Records of labeled points ->
↓

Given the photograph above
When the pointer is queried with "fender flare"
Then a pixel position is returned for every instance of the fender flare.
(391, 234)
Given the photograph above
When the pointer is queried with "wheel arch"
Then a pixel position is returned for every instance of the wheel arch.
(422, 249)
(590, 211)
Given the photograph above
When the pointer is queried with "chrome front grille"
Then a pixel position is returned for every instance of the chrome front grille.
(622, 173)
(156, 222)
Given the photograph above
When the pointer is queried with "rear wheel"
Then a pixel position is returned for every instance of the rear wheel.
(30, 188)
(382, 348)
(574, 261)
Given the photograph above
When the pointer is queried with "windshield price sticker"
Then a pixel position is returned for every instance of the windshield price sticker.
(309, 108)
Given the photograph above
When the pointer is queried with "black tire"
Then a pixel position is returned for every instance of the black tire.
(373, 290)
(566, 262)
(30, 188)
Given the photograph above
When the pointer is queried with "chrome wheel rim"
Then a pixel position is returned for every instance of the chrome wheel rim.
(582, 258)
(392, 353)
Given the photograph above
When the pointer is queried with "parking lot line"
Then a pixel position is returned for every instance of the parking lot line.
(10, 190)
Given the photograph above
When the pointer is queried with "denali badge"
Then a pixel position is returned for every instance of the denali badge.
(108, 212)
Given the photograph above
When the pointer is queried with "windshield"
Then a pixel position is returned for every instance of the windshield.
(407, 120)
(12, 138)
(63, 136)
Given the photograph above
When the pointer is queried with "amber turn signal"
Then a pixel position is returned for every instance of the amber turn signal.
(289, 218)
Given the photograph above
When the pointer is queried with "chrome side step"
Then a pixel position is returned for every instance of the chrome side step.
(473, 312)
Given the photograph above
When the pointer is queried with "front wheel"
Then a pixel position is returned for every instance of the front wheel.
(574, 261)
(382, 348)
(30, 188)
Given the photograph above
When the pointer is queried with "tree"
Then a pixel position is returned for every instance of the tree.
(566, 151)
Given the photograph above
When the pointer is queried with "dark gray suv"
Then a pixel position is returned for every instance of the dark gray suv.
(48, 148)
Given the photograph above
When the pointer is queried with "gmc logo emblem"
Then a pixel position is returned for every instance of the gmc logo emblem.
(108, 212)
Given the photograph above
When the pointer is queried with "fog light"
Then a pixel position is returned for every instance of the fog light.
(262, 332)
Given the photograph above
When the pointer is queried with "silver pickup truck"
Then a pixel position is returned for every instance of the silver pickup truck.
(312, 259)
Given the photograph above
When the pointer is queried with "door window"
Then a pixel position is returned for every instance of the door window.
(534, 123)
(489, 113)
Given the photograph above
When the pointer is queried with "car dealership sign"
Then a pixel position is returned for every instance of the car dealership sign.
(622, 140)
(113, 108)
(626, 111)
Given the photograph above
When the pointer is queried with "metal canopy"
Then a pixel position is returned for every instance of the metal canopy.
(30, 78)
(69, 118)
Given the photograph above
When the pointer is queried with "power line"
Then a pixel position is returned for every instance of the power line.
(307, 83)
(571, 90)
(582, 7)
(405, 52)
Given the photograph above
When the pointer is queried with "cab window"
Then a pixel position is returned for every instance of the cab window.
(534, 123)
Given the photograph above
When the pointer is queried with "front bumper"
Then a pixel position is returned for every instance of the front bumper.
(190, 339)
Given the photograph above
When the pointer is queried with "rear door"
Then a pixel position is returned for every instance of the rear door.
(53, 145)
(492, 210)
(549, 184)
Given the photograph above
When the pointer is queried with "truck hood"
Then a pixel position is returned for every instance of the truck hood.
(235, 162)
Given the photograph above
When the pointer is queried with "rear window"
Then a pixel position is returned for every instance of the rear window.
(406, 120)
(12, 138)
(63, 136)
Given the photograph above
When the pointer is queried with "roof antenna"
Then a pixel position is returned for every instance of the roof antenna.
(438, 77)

↑

Exercise objective -> Extract every entry above as it appears.

Exercise response ->
Given the photograph above
When the pointer is queried with "fender flare"
Then a pixel position is returned for every instance of the fender flare.
(391, 234)
Given the photograph above
When the pointer is queried with "wheel arch"
Then a pixel position is returned for every instance of the wheel arch.
(422, 249)
(590, 211)
Given the photograph above
When the pointer is queried with "chrome front grille"
Then a pixel position is returned for every instance of the chrome front grille.
(622, 173)
(156, 222)
Given the photograph above
When the pointer is queried with "rear wheel"
Then a pixel position is returned for every instance of the rear wheel.
(30, 188)
(382, 348)
(574, 261)
Given the photograph above
When the pointer is queried with "windshield price sticker"
Then a pixel position is returned for every instance of the windshield price sticker.
(309, 108)
Given the photograph above
When the pointer is queried with "black tire"
Then a pixel position is returned for every instance of the black tire.
(373, 290)
(566, 262)
(30, 188)
Given the photograph above
When the pointer is queried with "chrome wheel rim"
Then a pixel position is returned for every instance of the chrome wheel rim.
(582, 258)
(392, 353)
Given the photograph above
When the pointer is queried with "parking lot line"
Then a pixel position is returned for every instance of the parking lot line.
(10, 190)
Given the photograph above
When the pointer is queried with "denali badge"
Then a pixel position is returned for every instance of the denali badge.
(108, 212)
Given the photograph above
When the pointer is queried with "windshield"
Then a pixel position is returned for every instance of the windshield.
(407, 120)
(12, 138)
(63, 136)
Given the photograph above
When the pointer is queried with "amber turn signal"
Then a pixel position is returned for every instance of the amber turn signal.
(289, 218)
Given the photograph above
When the pointer is queried with "chrome side step"
Then a pixel position is returned for every instance of the chrome side step.
(473, 312)
Given the photograph above
When the pointer is queried with "front wheel"
Then a pixel position is returned for every instance of the front wheel.
(574, 261)
(382, 348)
(30, 188)
Given the photograph above
When the pointer is queried with "tree"
Then a pixel position is returned for every instance of the tree.
(566, 151)
Given the photograph above
When the pointer is queried with "dark gray suv"
Then a pixel position is returned for every instance of the dark gray suv.
(48, 148)
Given the photograph above
When the pointer is queried with "gmc logo emblem"
Then a pixel position is returned for every instance of the gmc logo emblem.
(108, 212)
Given the photograph above
When the pointer is queried with "fog light"
Then a pixel position is returned for every instance of the fog light.
(262, 332)
Given the photograph above
When the pointer is queried with "silver pickup truck"
Then a pixel position is returned for every instance of the silver pickup truck.
(312, 259)
Given the photograph above
When the pointer is queried with "door window"
Then a pixel position is returned for every instance of the door window.
(534, 123)
(489, 113)
Given the photograph above
When the pointer is queried with "car dealership sign"
Then a pixel position is returned for every instance of the car dealership sign.
(622, 140)
(113, 108)
(626, 111)
Given the photograph above
When the pointer is queried with "metal canopy"
Then a pixel position is returned for every instance of the metal canopy.
(30, 78)
(69, 118)
Given the photograph above
When the pointer is queried with "power line"
Then a pixel position is returned for every instance of the power line.
(307, 83)
(571, 90)
(582, 7)
(405, 52)
Given the photograph above
When the pointer is queried with "cab window"
Then a pixel position is returned for every instance of the cab window.
(534, 123)
Given the photograph above
When the pointer is queried with "front bumper"
Then a pixel position is returned for every instance of the front bumper.
(190, 339)
Given the photograph above
When the pointer is queried with "rear door"
Then a pixel position is returned for every instance of the rear door.
(53, 145)
(492, 210)
(549, 184)
Given the photograph above
When the pointer is queried with "truck hood"
Then a pixel position is returned for every instance of the truck hood.
(235, 162)
Given the photograph above
When the pointer is queried with "rear window"
Then a pixel position is returned for every instance of the rear window.
(406, 120)
(12, 138)
(63, 136)
Given the photograph above
When the pointer is queried with "roof antenna"
Then a pixel position is returned for every instance of the roof antenna.
(438, 77)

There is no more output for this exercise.